── Records for this exercise ──

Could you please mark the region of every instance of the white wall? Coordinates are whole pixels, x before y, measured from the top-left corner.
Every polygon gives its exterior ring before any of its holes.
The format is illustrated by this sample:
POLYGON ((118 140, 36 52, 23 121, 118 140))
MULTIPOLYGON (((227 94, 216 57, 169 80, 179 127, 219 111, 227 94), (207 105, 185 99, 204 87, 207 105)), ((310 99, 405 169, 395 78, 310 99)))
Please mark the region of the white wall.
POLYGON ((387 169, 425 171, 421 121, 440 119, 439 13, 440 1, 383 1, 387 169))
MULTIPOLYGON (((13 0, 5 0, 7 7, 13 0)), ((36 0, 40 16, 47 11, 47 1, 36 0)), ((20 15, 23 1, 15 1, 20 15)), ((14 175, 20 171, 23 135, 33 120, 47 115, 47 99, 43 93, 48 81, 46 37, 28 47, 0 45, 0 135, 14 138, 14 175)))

───

### Exercise goal
Render each line above as a Markdown table with two columns, n for the row number and Line for the text, omitting any blank lines.

### Solved problem
| n | Line |
|---|---|
| 1 | Could you please mark the region of every instance of the white wall? Coordinates are whole pixels, x before y, measured from the top-left corner. |
| 2 | Every polygon gives its exterior ring before any of its holes. |
| 3 | The format is illustrated by this sample: |
| 4 | POLYGON ((118 140, 36 52, 23 121, 118 140)) |
| 5 | MULTIPOLYGON (((227 94, 216 57, 169 80, 179 127, 219 111, 227 94), (207 105, 185 99, 204 87, 207 105)), ((310 99, 405 169, 395 78, 310 99))) |
| 6 | Please mark the region of the white wall. |
| 7 | POLYGON ((387 169, 425 171, 421 121, 440 119, 439 13, 440 1, 383 1, 387 169)) |
| 8 | MULTIPOLYGON (((13 0, 5 0, 7 7, 13 0)), ((36 0, 40 16, 47 11, 47 1, 36 0)), ((20 15, 23 1, 15 1, 20 15)), ((14 175, 20 171, 23 135, 33 120, 47 115, 47 99, 43 93, 48 81, 46 37, 28 47, 0 45, 0 135, 14 138, 14 175))) |